[Série de consignes]
1. Pour chacune des affirmations suivantes sur le texte consacré à la Techouva, ci-dessous, indiquez si elle est conforme au texte (oui ou non) et citez les mots du texte qui le montrent. (a) Le texte présente Moïse comme n’ayant jamais commis d’erreur. (b) D’après nos Sages, la Techouva aurait été créée avant le monde. (c) Le texte affirme que c’est la Loi qui engendre le Mal.
2. Rédigez la suite du texte sur la Techouva, ci-dessous, à partir de sa dernière phrase.

##### Sélection #####

Par le Rav Chlomo Haïm Hacohen Aviner – chelita – en 5757 (1997).
1. La Techouva : a priori ou a posteriori ?
D’après nos Sages, la Techouva aurait été créée avant le monde, avant toute présence humaine. A première vue, puisqu’il n’est de faute sans présence humaine, la Techouva semblerait inutile.
Mais surtout, l’homme a été créé faillible, tel qu’il est susceptible de faire des erreurs et de fauter. “Il n’existe pas de juste sur terre qui fasse le bien sans jamais fauter”. La Thora ne cache pas qu’à plusieurs reprises, Moïse lui-même a commis des erreurs ; le peuple juif s’est rendu coupable d’une faute extrêmement grave avec le veau d’or. Aucun être n’est exempt d’erreurs, d’où la nécessité de la Techouva, sorte d’issue de secours. Selon un adage célèbre : “C’est la Loi qui créé la faute”, autrement dit, sans Loi, sans mitsvot, sans interdit, il n’y aurait pas de faute ! Grande habileté du fondateur de christianisme auteur de cette phrase. Mais le Mal est le Mal, ce n’est pas la Loi qui l’engendre. Le Mal est Mal dans son essence, que nous le comprenions ou non. Il est admis que le vol est de l’ordre du mal, il nous faut comprendre que profaner le Chabbat relève également du mal.
2. Le mérite du ‘Ba’al Techouva’
La Techouva, cet acte qui nous permet de nous décharger de tout ce Mal qui nous accable sans relâche permet une purification. Mais la Techouva est plus que cela.
Le terme de Techouva, intraduisible en français si ce n’est pas le terme de ‘Retour’, comporte un relent négatif. S’il s’agit d’un retour, c’est qu’on a fait fausse route et qu’il faut revenir sur soi, réparer ce qu’on a détérioré. Si on peut détériorer, on peut également réparer. C’est donc un processus a posteriori de l’âme. Des dégâts ayant été commis, il importe de restaurer la situation telle qu’elle était au départ. Certes, il aurait été préférable qu’il n’y ait pas d’erreur, de faute et que la Techouva ne soit pas nécessaire. C’est donc après coup que les dégâts ayant été commis, il faut s’efforcer de les réparer.

##### Informations extraites #####

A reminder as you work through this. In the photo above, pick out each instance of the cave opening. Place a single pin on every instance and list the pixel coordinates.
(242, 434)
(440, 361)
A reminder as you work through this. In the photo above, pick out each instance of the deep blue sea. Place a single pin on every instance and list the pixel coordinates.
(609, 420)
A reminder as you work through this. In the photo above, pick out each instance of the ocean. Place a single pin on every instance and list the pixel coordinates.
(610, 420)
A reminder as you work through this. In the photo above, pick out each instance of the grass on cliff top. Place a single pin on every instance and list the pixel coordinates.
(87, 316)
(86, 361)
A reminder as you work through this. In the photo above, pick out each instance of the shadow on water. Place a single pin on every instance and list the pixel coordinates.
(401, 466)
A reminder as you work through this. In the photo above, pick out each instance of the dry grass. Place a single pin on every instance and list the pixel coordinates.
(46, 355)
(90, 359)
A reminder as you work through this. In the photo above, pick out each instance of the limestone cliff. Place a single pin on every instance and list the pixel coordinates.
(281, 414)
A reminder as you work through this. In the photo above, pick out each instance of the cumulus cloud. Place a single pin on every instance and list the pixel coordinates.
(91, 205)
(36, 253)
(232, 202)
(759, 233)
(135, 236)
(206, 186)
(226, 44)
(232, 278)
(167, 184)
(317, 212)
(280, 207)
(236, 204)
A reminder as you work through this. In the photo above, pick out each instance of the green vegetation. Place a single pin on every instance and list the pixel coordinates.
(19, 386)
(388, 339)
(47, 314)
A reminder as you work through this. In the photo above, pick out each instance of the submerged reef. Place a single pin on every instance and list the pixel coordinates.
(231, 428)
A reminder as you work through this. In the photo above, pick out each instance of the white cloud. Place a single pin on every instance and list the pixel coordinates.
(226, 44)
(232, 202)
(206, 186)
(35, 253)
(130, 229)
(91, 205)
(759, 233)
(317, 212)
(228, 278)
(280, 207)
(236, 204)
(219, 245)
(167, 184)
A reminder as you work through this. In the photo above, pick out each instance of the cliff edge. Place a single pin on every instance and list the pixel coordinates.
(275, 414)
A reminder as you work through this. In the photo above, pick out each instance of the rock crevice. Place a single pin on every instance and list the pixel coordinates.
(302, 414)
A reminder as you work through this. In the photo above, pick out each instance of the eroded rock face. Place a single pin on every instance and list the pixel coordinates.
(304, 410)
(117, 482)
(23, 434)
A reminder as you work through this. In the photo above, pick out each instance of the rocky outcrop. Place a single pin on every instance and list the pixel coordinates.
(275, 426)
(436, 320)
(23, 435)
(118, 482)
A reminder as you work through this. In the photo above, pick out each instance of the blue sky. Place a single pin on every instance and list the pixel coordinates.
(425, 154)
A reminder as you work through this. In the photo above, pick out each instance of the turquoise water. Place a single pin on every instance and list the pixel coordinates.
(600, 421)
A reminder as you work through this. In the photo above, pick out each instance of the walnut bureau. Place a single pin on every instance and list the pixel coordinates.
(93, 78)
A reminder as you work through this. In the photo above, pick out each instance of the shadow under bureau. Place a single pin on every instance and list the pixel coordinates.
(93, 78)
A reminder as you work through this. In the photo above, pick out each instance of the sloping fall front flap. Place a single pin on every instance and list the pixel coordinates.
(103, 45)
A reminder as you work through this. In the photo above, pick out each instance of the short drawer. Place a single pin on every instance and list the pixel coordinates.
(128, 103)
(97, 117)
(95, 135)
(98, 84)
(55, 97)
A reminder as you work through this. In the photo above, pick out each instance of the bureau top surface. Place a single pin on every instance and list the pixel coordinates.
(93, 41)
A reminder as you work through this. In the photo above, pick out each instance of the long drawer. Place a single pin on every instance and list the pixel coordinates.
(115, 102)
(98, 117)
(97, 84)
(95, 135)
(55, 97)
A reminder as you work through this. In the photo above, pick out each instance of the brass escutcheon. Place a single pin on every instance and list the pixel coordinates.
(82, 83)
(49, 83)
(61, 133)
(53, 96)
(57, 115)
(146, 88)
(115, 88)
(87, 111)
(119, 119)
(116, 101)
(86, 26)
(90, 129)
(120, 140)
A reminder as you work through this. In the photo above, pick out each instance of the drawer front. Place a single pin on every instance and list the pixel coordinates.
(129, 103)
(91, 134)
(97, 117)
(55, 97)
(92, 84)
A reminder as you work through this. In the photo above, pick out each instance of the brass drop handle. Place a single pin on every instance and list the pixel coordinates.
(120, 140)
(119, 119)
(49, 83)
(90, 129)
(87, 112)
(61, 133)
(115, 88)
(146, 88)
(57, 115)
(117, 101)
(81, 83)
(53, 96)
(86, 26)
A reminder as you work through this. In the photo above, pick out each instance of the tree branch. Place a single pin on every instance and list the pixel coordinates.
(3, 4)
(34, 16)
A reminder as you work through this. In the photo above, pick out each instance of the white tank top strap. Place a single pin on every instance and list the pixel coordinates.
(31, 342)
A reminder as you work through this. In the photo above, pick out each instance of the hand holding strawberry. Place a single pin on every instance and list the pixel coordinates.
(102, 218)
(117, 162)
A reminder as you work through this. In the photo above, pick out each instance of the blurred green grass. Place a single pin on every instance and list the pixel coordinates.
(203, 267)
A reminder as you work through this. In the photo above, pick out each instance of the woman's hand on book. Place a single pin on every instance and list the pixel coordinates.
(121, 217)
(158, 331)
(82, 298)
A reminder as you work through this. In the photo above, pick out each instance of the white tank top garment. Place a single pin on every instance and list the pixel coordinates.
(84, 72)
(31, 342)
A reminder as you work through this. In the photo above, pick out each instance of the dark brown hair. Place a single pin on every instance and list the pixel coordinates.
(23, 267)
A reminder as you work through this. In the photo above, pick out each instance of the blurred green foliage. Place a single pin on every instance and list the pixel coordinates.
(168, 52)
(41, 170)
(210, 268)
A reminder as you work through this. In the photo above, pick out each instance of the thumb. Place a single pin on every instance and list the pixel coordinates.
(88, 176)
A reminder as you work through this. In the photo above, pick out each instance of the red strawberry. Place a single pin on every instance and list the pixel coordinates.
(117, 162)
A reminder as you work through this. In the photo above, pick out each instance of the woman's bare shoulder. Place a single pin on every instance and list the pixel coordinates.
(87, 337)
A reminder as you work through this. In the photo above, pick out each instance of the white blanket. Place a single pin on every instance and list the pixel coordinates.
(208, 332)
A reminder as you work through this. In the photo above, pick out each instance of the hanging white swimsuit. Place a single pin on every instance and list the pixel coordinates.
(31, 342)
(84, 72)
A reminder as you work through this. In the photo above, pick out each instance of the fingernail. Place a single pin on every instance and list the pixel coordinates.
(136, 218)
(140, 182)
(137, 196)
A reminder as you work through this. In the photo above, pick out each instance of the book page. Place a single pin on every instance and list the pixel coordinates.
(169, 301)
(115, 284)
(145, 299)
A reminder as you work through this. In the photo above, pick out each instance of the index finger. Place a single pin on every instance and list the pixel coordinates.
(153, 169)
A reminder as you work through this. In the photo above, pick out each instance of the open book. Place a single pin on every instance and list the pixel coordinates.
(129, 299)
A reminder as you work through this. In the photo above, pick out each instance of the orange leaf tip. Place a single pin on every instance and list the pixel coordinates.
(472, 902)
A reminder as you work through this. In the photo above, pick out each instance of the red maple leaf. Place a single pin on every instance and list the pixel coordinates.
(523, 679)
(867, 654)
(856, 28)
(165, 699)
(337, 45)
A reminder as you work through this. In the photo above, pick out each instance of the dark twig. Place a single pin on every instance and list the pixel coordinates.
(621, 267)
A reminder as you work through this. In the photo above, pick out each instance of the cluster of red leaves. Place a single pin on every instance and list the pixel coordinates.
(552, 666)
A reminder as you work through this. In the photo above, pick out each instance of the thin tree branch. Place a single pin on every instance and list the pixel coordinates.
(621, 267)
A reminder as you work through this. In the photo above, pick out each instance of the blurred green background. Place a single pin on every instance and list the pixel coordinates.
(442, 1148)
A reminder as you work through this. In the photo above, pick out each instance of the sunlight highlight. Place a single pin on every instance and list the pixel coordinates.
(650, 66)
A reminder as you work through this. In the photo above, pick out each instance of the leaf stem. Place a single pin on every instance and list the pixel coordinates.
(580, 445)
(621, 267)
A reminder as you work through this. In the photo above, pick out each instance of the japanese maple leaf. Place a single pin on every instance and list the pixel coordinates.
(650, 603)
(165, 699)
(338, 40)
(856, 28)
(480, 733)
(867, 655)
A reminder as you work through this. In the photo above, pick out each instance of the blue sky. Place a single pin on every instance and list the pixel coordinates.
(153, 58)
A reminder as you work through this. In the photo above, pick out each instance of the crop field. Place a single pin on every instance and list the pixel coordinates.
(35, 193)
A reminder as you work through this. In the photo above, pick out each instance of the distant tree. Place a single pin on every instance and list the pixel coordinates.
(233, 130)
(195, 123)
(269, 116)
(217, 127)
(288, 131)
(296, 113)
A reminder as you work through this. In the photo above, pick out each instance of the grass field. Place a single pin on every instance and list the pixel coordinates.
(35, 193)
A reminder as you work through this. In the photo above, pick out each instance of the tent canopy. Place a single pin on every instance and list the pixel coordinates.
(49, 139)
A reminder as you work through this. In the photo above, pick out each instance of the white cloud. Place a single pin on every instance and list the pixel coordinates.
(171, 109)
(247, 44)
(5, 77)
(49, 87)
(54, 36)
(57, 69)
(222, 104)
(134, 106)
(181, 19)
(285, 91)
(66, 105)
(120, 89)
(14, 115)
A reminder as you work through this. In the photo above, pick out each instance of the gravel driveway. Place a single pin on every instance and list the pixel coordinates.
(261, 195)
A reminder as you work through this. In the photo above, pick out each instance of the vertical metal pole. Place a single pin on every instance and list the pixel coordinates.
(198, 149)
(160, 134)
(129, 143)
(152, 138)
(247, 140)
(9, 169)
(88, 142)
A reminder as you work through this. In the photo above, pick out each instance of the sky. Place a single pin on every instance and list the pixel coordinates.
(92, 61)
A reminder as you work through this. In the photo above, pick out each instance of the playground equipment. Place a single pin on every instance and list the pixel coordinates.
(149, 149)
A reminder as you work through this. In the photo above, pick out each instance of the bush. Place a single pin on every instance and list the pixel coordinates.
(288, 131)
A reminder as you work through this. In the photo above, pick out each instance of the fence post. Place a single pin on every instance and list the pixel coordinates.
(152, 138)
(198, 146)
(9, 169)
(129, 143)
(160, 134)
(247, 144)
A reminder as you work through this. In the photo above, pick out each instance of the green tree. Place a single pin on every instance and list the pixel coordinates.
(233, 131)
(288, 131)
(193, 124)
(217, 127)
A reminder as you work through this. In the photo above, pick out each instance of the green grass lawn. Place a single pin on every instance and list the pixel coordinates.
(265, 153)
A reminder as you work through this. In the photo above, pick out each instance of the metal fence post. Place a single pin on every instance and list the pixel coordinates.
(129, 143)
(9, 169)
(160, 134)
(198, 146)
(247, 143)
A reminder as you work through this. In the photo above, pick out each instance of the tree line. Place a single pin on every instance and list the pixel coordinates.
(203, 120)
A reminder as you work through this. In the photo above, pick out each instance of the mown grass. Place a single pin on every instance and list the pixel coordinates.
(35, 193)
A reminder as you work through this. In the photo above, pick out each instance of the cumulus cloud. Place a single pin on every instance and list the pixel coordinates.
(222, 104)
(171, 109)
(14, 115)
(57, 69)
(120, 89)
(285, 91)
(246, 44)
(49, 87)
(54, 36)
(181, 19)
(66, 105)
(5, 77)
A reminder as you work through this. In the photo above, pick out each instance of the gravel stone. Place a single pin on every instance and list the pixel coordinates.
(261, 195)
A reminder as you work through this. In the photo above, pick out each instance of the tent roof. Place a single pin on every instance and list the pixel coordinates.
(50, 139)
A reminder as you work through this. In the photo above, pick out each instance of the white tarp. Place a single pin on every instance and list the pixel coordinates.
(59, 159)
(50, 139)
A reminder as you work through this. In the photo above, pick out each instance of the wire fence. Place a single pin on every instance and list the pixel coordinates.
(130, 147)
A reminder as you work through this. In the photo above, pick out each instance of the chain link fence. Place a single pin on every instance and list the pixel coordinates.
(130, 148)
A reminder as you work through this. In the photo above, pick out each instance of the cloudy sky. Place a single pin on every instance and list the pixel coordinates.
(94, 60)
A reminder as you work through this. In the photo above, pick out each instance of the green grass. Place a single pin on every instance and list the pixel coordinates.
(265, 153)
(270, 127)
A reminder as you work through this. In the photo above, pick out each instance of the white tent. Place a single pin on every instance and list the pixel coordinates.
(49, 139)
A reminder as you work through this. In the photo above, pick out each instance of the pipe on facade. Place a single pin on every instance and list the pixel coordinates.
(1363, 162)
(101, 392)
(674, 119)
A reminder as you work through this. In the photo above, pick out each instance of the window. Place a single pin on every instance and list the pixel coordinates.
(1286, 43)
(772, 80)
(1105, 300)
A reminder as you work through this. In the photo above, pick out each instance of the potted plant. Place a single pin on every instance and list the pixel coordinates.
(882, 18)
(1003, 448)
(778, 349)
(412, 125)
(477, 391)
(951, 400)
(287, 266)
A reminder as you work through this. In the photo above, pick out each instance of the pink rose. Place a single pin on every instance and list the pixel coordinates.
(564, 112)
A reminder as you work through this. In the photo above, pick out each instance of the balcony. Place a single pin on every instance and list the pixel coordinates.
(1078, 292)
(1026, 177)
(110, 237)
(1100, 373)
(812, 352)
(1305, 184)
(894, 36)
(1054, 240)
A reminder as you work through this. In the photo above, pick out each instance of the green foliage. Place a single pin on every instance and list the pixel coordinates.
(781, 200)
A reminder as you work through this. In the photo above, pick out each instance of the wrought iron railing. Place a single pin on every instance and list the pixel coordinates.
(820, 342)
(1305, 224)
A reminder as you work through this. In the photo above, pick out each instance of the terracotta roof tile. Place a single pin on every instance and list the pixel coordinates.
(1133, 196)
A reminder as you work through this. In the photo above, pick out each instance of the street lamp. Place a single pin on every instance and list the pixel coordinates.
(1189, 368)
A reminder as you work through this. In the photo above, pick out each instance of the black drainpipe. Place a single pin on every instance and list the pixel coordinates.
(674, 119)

#####

[Les résultats]
1.
(a) Non : « La Thora ne cache pas qu’à plusieurs reprises, Moïse lui-même a commis des erreurs »
(b) Oui : « D’après nos Sages, la Techouva aurait été créée avant le monde »
(c) Non : « Mais le Mal est le Mal, ce n’est pas la Loi qui l’engendre. »

2.
Nos Sages ont précisé que “là où se tiennent les Ba’alé Techouva, les Tsadikim guemourim ne sauraient se tenir”, conférant ainsi un avantage au Ba’al Techouva par rapport à celui qui est toujours demeuré dans la voie droite. Cette opinion est en fait l’objet d’une controverse dans le Talmud. Selon l’un des Sages, le Ba’al Techouva est effectivement supérieur au Tsadik gamour, au Juste parfait, alors que d’autres présentent une opinion contraire en affirmant que “toutes les promesses des prophètes ne concernent que le Ba’al Techouva ; quant à ce qui attend le Tsadik gamour, aucun œil ne l’a contemplé”, pas même l’œil prophétique qui perçoit le lointain de l’histoire mais est dépassé par la réalité du Tsadik gamour [Berakhot 34b]. Ce qui signifierait que le monde que les prophètes nous promettent et nous présentent, c’est un monde qui appartient aux Ba’alé Techouva et qui est construit par eux. Mais le monde des Juifs intègres est un autre monde.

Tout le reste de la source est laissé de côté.